*STATED TASK A*.
In the press release about the Facebook cryptocurrency letter, on what day is the full Committee hearing set to take place?
*STATED TASK B*.
According to the press release on Facebook's proposed cryptocurrency, why do the lawmakers say Facebook and its partners must stop implementation right away? Answer in one to three sentences.
*STATED TASK C*.
Can you carry the lawmakers' letter on Libra forward from the point where it ends?

*PASSAGE*.
========================
WASHINGTON – Last week, Congresswoman Maxine Waters (D-CA), Chairwoman of the House Financial Services Committee; Congresswoman Carolyn Maloney (D-NY), Chair of the Investor Protection, Entrepreneurship and Capital Markets Subcommittee; Congressman William Lacy Clay (D-MO), Chairman of the Housing, Community Development and Insurance Subcommittee; Congressman Al Green (D-TX), Chairman of the Oversight and Investigations Subcommittee; and Congressman Stephen F. Lynch (D-MA), Chairman of the Task Force on Financial Technology, wrote a letter to Mark Zuckerberg, Founder, Chairman and Chief Executive Officer of Facebook; Sheryl Sandberg, Chief Operating Officer of Facebook; and David Marcus, Chief Executive Officer of Calibra, requesting an immediate moratorium on the implementation of Facebook’s proposed cryptocurrency and digital wallet.

“Because Facebook is already in the hands of over a quarter of the world’s population, it is imperative that Facebook and its partners immediately cease implementation plans until regulators and Congress have an opportunity to examine these issues and take action,” the lawmakers wrote.“During this moratorium, we intend to hold public hearings on the risks and benefits of cryptocurrency-based activities and explore legislative solutions. Failure to cease implementation before we can do so, risks a new Swiss-based financial system that is too big to fail.”

This letter comes on the heels of Chairwoman Waters’ initial request for Facebook to agree to a moratorium in June.

The Chairwoman has also announced plans to convene a full Committee hearing entitled, “Examining Facebook’s Proposed Cryptocurrency and Its Impact on Consumers, Investors, and the American Financial System” on Wednesday, July 17.

See full text of the letter below.

July 2, 2019

Mark Zuckerberg
Founder, Chairman and Chief Executive Officer
Facebook
1 Hacker Way
Menlo Park, CA 94025

Sheryl Sandberg
Chief Operating Officer
Facebook
1 Hacker Way
Menlo Park, CA 94025

David Marcus
Chief Executive Officer
Calibra
Facebook
1 Hacker Way
Menlo Park, CA 94025

Dear Mr. Zuckerberg, Ms. Sandberg, and Mr. Marcus:

We write to request that Facebook and its partners immediately agree to a moratorium on any movement forward on Libra—its proposed cryptocurrency and Calibra—its proposed digital wallet. It appears that these products may lend themselves to an entirely new global financial system that is based out of Switzerland and intended to rival U.S. monetary policy and the dollar. This raises serious privacy, trading, national security, and monetary policy concerns for not only Facebook’s over 2 billion users, but also for investors, consumers, and the broader global economy.

On June 18, 2019, Facebook announced its plans to develop a new cryptocurrency, called Libra, and a digital wallet to store this cryptocurrency, known as Calibra. To assist it in this venture, Facebook has enlisted 27 other companies and organizations to form the Libra Association, which is based out of Switzerland. [1] These companies span the financial services and retail industry and include payment systems, like Mastercard, Paypal, and Visa, and technology giants, like Uber, Lyft, and Spotify. By the target launch date of early 2020, Facebook hopes to have recruited over 100 firms into the Libra Association.
========================
*DATA EXTRACT*.
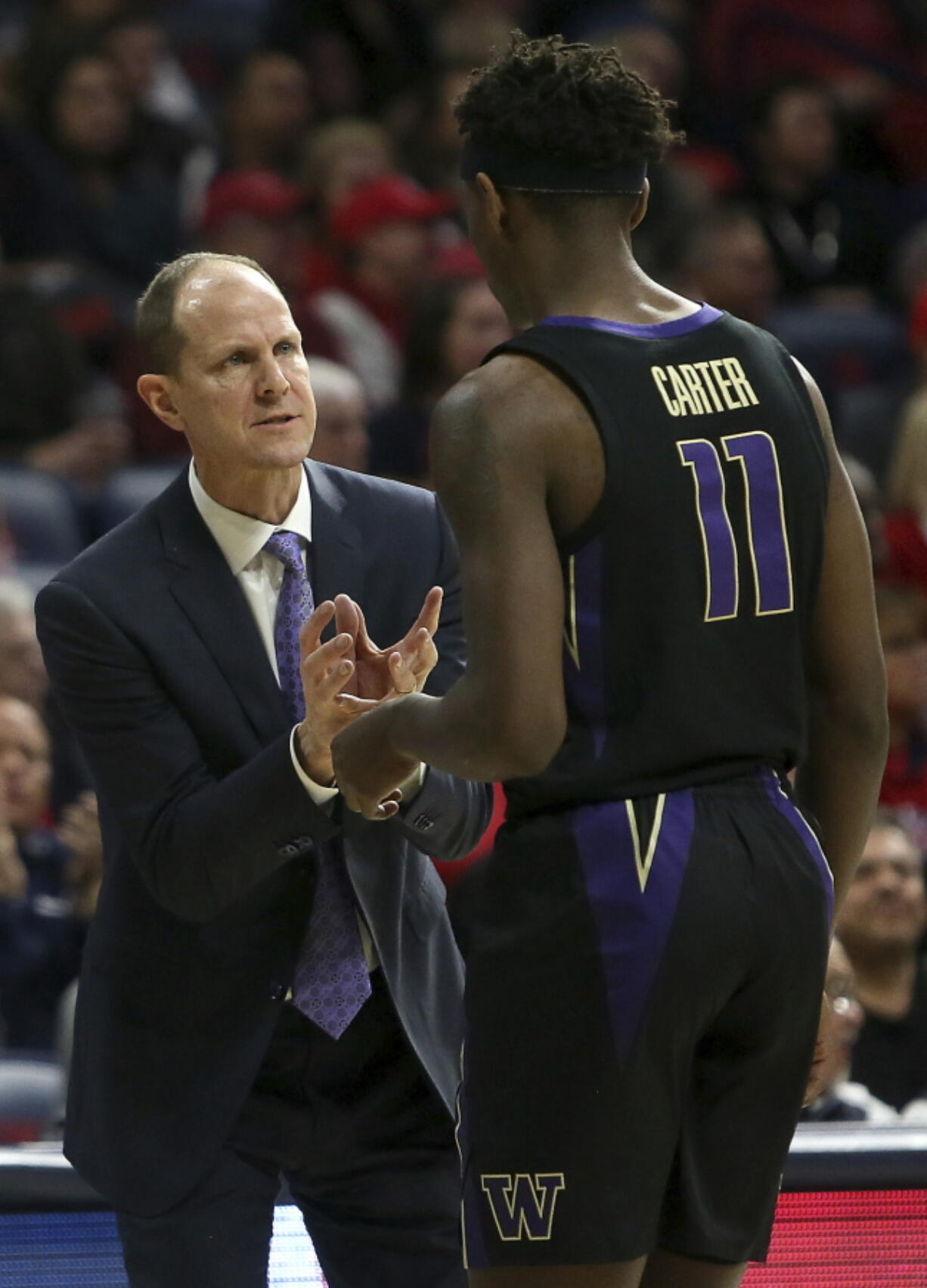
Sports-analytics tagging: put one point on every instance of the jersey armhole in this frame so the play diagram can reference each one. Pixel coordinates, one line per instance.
========================
*EXERCISE ANSWER A*.
Wednesday, July 17.

*EXERCISE ANSWER B*.
Facebook already reaches more than a quarter of the world's population, so the lawmakers want implementation halted until regulators and Congress can examine the issues and act. They warn that failing to stop first risks a new Swiss-based financial system that is too big to fail.

*EXERCISE ANSWER C*.
While Facebook has published a “white paper” on these projects, the scant information provided about the intent, roles, potential use, and security of the Libra and Calibra exposes the massive scale of the risks and the lack of clear regulatory protections. If products and services like these are left improperly regulated and without sufficient oversight, they could pose systemic risks that endanger U.S. and global financial stability. These vulnerabilities could be exploited and obscured by bad actors, as other cryptocurrencies, exchanges, and wallets have been in the past. Indeed, regulators around the globe have already expressed similar concerns, illustrating the need for robust oversight.[2]

Investors and consumers transacting in Libra may be exposed to serious privacy and national security concerns, cyber security risks, and trading risks. Those using Facebook’s digital wallet – storing potentially trillions of dollars without depository insurance– also may become unique targets for hackers. For example, during the first three quarters of 2018, hackers stole nearly $1 billion from cryptocurrency exchanges.[3]The system could also provide an under-regulated platform for illicit activity and money laundering.

These risks are even more glaring in light of Facebook’s troubled past, where it did not always keep its users’ information safe. For example, Cambridge Analytica, a political consulting firm hired by the 2016 Trump campaign, had access to more than 50 million Facebook users’ private data which it used to influence voting behavior.[4] As a result, Facebook expects to pay fines up to $5 billion to the Federal Trade Commission (FTC), and remains under a consent order from FTC for deceiving consumers and failing to keep consumer data private. In the first quarter of 2019 alone, Facebook has also removed more than 2.2 billion fake accounts, including those displaying terrorist propaganda and hate speech.[5]It has also recently been sued by both civil rights groups[6] as well as the U.S. Department of Housing and Urban Development for violating fair housing laws on its advertising platform and through its ad delivery algorithms.[7]

Because Facebook is already in the hands of a over quarter of the world’s population, it is imperative that Facebook and its partners immediately cease implementation plans until regulators and Congress have an opportunity to examine these issues and take action. During this moratorium, we intend to hold public hearings on the risks and benefits of cryptocurrency-based activities and explore legislative solutions. Failure to cease implementation before we can do so, risks a new Swiss-based financial system that is too big to fail.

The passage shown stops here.